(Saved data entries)

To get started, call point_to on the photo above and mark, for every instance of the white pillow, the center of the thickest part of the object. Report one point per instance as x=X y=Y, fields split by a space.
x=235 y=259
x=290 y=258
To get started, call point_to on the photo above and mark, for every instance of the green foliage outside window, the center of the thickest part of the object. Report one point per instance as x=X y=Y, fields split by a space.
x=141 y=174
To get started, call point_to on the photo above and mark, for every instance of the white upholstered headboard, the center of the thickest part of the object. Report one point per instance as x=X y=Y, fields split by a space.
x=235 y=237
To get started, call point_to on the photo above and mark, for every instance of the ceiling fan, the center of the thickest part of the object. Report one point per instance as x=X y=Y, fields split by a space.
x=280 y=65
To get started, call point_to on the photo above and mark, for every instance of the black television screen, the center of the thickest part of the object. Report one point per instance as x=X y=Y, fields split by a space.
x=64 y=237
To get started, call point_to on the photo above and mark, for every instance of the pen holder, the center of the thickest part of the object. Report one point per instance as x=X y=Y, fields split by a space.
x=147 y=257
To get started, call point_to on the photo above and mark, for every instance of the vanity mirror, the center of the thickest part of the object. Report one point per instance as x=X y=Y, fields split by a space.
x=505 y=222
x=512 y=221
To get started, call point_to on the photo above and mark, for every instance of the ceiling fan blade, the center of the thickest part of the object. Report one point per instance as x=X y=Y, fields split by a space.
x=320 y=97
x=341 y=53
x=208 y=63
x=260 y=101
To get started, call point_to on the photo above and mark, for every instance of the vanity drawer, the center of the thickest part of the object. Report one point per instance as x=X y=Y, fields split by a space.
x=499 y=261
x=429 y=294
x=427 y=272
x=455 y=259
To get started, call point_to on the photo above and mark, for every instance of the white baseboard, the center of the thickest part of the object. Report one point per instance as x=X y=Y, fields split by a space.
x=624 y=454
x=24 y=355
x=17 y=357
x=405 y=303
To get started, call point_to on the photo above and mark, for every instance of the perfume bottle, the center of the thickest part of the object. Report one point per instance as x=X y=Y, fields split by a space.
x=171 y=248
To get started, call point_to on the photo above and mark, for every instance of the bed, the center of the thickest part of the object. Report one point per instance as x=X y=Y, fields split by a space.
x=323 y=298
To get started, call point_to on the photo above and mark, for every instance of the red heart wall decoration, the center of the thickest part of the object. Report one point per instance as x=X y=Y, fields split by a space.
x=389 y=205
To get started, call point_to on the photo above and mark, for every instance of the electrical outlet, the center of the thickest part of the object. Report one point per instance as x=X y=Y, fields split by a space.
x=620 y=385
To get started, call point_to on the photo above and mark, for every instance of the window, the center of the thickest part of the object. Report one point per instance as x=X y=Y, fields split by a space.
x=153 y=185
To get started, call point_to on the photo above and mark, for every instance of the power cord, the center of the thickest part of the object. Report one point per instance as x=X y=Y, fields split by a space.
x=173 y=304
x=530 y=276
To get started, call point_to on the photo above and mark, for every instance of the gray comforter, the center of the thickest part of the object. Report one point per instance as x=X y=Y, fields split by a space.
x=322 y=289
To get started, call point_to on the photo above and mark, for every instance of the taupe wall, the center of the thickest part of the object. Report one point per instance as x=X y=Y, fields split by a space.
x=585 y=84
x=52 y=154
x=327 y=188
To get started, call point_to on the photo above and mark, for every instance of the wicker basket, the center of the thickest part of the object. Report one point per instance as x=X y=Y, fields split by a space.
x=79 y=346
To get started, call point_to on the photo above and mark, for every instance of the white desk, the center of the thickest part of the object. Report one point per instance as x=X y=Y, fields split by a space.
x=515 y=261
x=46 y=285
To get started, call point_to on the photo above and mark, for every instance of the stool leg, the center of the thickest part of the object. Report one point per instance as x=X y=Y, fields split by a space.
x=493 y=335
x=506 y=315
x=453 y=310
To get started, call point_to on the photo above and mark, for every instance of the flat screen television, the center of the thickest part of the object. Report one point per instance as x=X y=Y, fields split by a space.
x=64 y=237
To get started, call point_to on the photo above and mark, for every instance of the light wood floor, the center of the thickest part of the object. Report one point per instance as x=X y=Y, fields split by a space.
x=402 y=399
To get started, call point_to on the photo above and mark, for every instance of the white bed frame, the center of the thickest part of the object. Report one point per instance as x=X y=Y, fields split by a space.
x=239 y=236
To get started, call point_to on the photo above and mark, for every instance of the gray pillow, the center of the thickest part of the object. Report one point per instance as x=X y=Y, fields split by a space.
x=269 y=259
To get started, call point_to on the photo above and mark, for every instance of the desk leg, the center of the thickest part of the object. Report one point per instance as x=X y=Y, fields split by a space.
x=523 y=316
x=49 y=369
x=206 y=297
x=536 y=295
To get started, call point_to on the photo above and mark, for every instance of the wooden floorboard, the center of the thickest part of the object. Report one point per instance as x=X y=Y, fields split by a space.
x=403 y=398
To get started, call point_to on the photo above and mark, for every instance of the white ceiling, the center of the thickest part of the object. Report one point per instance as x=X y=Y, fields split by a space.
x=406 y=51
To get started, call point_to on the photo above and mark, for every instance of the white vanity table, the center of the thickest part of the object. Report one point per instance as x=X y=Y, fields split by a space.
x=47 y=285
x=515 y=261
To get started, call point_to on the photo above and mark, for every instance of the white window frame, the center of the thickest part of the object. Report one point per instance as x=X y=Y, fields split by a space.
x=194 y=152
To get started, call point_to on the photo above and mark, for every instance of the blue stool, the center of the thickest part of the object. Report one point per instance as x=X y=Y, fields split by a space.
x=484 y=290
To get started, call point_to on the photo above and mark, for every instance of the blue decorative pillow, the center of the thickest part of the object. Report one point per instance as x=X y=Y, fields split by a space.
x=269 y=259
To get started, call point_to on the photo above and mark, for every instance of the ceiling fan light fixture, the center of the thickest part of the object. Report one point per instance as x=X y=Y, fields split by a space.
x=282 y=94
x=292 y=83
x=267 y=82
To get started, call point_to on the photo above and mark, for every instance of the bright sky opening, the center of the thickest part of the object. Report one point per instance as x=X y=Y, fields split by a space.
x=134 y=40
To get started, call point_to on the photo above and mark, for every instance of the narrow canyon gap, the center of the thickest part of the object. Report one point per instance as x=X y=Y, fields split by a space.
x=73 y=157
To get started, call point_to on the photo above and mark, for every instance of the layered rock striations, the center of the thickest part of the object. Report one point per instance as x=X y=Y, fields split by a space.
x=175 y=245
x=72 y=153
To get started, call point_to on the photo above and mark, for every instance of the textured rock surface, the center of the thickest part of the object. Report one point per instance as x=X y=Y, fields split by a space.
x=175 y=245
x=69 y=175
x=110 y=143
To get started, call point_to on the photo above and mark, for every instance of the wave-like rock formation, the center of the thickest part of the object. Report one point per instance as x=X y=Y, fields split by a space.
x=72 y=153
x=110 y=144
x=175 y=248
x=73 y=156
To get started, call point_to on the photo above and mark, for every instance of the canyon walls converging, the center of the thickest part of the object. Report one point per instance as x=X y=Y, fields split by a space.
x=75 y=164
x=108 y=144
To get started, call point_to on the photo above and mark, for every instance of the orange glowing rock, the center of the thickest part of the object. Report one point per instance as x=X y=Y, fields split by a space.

ABOUT THIS EXERCISE: Write out the lines from the one containing "of the textured" through the last line of the records above. Include both of those lines and nothing else.

REPLY TO THE EXERCISE:
To get started, call point_to on the photo above and mark, for every instance of the textured rock surface, the center of the thickest part of the object. Report one point per instance as x=X y=Y, fields split by a space.
x=175 y=245
x=69 y=175
x=110 y=143
To get started, call point_to on the photo above and mark, for every instance of the wave-like rock formation, the center of the thickest part of the object. Report one point per instance as x=X y=Y, fields split by a space.
x=72 y=153
x=110 y=144
x=175 y=248
x=73 y=156
To get started, call point_to on the photo above and mark, for every instance of the canyon walls converging, the center of the thickest part of the object. Report one point per instance as x=X y=Y, fields split by a space.
x=75 y=164
x=108 y=144
To get started, call point_to on the photo above and mark, for every instance of the orange glowing rock, the center of the thickest part of the object. Report one point per instance as x=X y=Y, fields split by a space.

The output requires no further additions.